Dataset entries
>>>
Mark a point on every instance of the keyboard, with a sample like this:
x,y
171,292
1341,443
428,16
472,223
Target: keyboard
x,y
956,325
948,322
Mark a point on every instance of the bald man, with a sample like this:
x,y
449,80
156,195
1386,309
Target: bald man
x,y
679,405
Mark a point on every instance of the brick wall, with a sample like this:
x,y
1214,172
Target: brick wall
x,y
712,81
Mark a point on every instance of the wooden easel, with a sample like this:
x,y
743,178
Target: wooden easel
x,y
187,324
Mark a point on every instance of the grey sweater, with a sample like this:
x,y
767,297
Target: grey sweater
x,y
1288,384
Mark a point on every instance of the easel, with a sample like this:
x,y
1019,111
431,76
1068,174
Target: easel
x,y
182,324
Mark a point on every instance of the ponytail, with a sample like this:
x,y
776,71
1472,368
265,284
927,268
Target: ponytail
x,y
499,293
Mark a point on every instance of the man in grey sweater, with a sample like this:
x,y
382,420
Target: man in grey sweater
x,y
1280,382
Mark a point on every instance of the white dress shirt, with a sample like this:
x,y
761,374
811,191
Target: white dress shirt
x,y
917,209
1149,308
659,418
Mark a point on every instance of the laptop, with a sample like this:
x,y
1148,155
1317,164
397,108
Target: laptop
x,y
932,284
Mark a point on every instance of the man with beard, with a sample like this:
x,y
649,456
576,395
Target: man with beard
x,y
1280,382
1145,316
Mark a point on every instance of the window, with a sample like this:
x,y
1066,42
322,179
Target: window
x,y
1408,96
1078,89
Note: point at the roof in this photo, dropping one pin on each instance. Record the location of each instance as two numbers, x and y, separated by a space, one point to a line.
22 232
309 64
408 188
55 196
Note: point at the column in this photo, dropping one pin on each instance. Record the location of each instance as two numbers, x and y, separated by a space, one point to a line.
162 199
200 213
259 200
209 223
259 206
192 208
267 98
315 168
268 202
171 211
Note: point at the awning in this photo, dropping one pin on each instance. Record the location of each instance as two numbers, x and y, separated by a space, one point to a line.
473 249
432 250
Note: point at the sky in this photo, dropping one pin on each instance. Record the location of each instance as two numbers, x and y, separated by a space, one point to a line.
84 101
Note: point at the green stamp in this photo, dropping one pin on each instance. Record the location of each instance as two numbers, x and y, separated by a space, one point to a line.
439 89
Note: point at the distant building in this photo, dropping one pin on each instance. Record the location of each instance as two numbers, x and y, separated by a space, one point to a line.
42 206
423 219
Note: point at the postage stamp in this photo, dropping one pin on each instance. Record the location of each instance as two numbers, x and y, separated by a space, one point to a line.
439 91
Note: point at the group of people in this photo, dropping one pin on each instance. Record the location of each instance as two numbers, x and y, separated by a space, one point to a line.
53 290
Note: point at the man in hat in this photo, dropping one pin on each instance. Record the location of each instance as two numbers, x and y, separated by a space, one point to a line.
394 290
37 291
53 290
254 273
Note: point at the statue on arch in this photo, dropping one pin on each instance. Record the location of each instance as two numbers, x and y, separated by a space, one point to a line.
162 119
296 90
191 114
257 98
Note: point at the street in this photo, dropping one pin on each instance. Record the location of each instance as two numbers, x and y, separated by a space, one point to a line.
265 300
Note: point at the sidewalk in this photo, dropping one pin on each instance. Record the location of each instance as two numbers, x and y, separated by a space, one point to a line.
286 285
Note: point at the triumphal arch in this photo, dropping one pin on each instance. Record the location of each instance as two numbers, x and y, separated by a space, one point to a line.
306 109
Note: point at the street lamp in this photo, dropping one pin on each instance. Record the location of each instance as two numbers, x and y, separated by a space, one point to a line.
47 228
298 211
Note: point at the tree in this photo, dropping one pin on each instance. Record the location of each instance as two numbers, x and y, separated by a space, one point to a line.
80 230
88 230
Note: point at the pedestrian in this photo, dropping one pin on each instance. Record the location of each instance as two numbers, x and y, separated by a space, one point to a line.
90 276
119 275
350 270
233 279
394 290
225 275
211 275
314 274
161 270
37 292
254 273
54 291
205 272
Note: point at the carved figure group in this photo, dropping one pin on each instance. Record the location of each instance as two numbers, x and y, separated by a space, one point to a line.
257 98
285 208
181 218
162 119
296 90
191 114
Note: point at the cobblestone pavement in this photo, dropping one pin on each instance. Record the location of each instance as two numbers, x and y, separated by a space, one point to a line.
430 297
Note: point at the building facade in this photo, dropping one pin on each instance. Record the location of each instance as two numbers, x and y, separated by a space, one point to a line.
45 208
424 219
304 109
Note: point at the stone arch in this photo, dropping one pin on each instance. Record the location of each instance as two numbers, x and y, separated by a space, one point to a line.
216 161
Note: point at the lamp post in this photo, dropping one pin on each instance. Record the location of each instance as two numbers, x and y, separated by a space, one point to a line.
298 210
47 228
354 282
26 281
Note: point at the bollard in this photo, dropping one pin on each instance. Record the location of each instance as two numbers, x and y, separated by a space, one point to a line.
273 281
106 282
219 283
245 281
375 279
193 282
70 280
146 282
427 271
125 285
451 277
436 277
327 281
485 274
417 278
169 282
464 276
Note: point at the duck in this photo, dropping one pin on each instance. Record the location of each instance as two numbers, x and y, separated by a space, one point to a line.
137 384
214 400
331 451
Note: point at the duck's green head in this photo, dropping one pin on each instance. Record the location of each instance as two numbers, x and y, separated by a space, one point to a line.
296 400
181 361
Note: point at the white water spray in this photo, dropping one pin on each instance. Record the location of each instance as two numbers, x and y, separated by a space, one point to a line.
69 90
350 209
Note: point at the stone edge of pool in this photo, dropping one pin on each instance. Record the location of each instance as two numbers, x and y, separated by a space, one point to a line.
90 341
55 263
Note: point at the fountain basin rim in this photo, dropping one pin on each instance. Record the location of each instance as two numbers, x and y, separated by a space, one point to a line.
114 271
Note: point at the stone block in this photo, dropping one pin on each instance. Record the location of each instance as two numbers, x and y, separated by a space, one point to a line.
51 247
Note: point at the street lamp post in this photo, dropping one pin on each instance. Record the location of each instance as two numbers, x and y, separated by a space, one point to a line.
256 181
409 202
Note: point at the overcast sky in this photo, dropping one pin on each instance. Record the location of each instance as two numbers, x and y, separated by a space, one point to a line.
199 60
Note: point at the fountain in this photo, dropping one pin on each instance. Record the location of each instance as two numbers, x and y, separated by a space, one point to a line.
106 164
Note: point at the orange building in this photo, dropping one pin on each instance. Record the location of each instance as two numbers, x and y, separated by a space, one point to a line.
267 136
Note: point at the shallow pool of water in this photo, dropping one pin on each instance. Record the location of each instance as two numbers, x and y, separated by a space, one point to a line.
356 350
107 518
<<<
● Description of the task:
Repeat exactly the lines from the line containing "Note: point at the stone block" through the last line of the records above, including both, and nothing else.

● Final result:
Note: point at the stone block in this photo, dropping one pin on each instance. Record the location of each instance as two numbers, x and y, separated by a space, one point to a line.
51 247
Note: point at the street lamp post in this photo, dropping one pin on each instance. Record the location of each instance as two numbers, x and y, separated by a space, one point to a line.
256 181
409 202
Note: point at the overcast sky in this photo, dropping one pin on each instance. Record the location of each instance as two numbers, x and y, separated by a space, one point to a line.
199 60
Note: point at the fountain in this photo, dropping one pin on each instance. Record the location of each instance as two numbers, x and y, separated by a space, one point to a line.
106 164
Note: point at the orange building in this photo, dropping one pin on each instance. Record the location of each instance as two numbers, x and y, separated by a space, one point to a line.
267 136
Note: point at the shallow pool of water in this photo, dropping one pin on each instance. Record the location of each instance as two numbers, x and y, separated by a space, one point to a line.
356 350
107 518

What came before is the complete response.